Detection annotation records:
^^^^^^^^^^^^^^^^
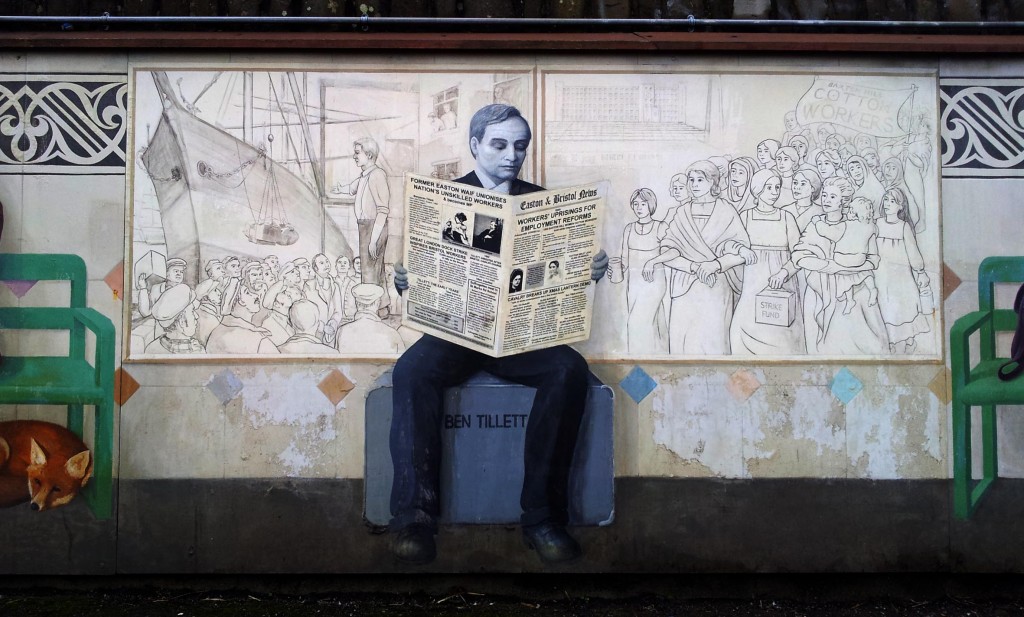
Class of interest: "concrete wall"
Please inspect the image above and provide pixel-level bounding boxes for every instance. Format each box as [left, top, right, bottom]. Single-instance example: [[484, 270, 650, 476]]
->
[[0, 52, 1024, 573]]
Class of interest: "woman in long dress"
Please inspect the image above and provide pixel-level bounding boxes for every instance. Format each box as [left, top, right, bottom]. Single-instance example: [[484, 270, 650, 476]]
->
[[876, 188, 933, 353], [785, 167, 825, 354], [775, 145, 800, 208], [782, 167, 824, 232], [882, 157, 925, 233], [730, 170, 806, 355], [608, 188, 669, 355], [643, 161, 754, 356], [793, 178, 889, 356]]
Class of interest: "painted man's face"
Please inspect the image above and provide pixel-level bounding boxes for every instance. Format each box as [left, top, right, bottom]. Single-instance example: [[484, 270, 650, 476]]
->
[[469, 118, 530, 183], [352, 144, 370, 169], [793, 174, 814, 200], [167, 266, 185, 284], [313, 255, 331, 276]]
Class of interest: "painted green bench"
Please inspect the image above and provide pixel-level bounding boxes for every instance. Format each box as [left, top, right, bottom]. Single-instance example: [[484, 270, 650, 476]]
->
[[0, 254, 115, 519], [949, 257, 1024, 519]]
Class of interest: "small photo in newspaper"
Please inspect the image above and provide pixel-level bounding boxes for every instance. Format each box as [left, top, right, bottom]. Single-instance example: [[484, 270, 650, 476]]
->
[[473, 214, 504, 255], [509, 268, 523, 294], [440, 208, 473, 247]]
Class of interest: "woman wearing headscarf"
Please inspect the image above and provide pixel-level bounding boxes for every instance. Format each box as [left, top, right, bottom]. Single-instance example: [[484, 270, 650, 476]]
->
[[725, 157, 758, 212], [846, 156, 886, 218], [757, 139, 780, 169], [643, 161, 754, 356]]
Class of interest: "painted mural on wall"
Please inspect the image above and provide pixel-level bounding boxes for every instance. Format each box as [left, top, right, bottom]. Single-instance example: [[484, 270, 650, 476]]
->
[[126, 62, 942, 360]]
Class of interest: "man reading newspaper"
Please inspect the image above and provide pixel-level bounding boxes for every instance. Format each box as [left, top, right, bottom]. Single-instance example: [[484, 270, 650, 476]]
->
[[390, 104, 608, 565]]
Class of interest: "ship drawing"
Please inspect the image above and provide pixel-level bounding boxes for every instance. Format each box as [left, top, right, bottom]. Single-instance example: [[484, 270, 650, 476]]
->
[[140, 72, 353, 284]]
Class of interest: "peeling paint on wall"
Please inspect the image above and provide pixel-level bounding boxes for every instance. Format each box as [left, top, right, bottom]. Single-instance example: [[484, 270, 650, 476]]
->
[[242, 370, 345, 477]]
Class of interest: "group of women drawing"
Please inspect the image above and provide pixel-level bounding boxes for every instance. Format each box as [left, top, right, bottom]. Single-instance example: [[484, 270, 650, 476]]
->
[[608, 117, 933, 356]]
^^^^^^^^^^^^^^^^
| Directions for this task |
Arrange the entries from the start through the line containing "178, 889, 356]]", inclusive, as a two-column CSV with the columns input and output, one row per entry holding its text and its answer. Put each field in double quotes, turn line breaks into spaces, and leave the pictures out.

| Task output |
input,output
"Class of interest: ""concrete wall"" Please inspect the image above and provide pixel-level bounding boxes for every instance. Format each box as [left, top, right, bottom]. Single-instance example: [[484, 270, 650, 476]] ->","[[0, 52, 1024, 573]]"
"Class of interest: ""woman in long dress"" Please inspect the image above and provide pixel-level bounding boxes for every instance. Format each box as [left, top, right, bottom]. Single-instance example: [[484, 270, 650, 476]] ->","[[876, 188, 933, 353], [785, 167, 825, 354], [775, 145, 800, 208], [782, 167, 824, 232], [882, 157, 925, 233], [730, 170, 806, 355], [608, 188, 669, 355], [643, 161, 754, 356], [793, 178, 889, 356]]"